- _Stored records_:
========================================================================

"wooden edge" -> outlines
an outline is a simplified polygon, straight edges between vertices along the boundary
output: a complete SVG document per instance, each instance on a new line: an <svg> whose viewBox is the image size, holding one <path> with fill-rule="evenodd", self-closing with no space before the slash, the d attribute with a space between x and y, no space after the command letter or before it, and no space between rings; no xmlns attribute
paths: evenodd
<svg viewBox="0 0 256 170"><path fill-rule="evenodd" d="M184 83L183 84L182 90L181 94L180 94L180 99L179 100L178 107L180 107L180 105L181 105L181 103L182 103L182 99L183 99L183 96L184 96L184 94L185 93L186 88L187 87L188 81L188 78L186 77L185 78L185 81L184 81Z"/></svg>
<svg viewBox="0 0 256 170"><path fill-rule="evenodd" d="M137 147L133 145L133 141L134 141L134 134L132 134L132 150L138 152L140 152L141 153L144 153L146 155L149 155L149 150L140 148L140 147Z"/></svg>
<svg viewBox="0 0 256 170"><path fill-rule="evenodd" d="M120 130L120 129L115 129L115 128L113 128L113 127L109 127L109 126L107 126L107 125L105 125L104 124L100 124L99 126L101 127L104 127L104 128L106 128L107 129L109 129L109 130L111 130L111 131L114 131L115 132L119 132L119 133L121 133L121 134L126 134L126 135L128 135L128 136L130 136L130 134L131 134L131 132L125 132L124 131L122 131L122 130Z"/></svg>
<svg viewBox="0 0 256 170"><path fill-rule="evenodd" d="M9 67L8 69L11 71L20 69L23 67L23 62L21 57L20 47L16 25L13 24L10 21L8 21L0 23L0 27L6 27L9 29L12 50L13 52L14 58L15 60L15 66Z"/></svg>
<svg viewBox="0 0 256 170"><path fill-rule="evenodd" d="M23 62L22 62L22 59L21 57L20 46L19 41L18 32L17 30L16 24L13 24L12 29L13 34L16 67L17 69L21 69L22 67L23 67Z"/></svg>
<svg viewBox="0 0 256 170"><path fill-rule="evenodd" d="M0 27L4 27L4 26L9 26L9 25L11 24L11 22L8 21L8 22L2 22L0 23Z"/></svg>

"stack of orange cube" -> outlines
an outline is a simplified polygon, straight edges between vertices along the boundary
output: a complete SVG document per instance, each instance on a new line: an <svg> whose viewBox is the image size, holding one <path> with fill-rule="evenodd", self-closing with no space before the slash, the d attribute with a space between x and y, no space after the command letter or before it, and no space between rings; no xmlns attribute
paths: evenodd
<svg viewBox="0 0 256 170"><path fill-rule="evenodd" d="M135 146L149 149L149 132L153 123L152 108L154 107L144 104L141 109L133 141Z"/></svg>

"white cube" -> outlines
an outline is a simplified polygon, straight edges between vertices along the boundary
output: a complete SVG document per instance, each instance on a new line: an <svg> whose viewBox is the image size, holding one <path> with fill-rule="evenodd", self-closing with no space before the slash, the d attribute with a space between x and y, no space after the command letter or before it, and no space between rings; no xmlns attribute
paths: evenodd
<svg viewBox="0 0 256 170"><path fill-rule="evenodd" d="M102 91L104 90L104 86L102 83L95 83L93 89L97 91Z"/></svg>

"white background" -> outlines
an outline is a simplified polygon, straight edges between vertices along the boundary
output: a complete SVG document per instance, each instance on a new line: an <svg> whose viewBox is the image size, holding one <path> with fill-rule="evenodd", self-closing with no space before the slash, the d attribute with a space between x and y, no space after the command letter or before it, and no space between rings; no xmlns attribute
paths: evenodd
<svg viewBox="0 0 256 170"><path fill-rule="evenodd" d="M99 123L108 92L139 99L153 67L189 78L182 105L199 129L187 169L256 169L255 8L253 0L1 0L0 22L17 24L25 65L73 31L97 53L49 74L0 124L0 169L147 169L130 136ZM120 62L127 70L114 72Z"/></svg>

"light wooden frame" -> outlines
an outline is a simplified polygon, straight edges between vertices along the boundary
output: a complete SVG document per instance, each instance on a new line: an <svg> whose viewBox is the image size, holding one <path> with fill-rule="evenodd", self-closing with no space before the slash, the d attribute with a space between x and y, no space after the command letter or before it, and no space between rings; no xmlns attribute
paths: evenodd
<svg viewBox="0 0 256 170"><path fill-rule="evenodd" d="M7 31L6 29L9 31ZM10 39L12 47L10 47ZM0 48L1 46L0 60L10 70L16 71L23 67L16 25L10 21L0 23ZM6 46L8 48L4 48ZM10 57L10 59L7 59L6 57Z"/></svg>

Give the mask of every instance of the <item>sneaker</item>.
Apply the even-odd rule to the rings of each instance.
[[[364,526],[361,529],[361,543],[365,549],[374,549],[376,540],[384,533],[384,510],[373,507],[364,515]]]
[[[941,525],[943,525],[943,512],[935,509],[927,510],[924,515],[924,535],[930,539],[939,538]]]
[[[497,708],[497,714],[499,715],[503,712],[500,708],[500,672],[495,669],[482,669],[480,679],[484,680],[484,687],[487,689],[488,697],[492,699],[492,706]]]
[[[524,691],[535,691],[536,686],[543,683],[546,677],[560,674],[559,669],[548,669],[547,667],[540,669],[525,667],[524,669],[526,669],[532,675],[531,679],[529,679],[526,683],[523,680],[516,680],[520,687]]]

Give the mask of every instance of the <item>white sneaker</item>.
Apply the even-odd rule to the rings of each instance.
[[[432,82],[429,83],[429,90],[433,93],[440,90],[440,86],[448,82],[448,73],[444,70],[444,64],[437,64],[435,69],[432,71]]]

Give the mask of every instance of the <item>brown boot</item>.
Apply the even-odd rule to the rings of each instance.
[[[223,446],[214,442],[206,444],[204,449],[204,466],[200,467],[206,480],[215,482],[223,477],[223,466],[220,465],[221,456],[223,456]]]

========================================================================

- _What the exercise asks_:
Can you retype the data from its very first line through the line that contains "83L183 84L182 90L181", with both of those lines included and nothing changed?

- _Correct response_:
"wooden edge" -> outlines
an outline is a simplified polygon, straight edges between vertices along the boundary
output: a complete SVG document per instance, each instance on a new line: an <svg> whose viewBox is the image size, holding one <path> with fill-rule="evenodd", self-closing with no space before the slash, the d attribute with a space between x and y, no space after the command letter or before it, and no space between rings; no xmlns attribute
paths: evenodd
<svg viewBox="0 0 256 170"><path fill-rule="evenodd" d="M184 83L183 84L182 90L181 94L180 94L180 99L179 100L178 107L180 107L180 105L181 105L181 103L182 103L182 99L183 99L183 96L184 96L184 94L185 93L186 88L187 87L188 81L188 78L186 77L185 78L185 81L184 81Z"/></svg>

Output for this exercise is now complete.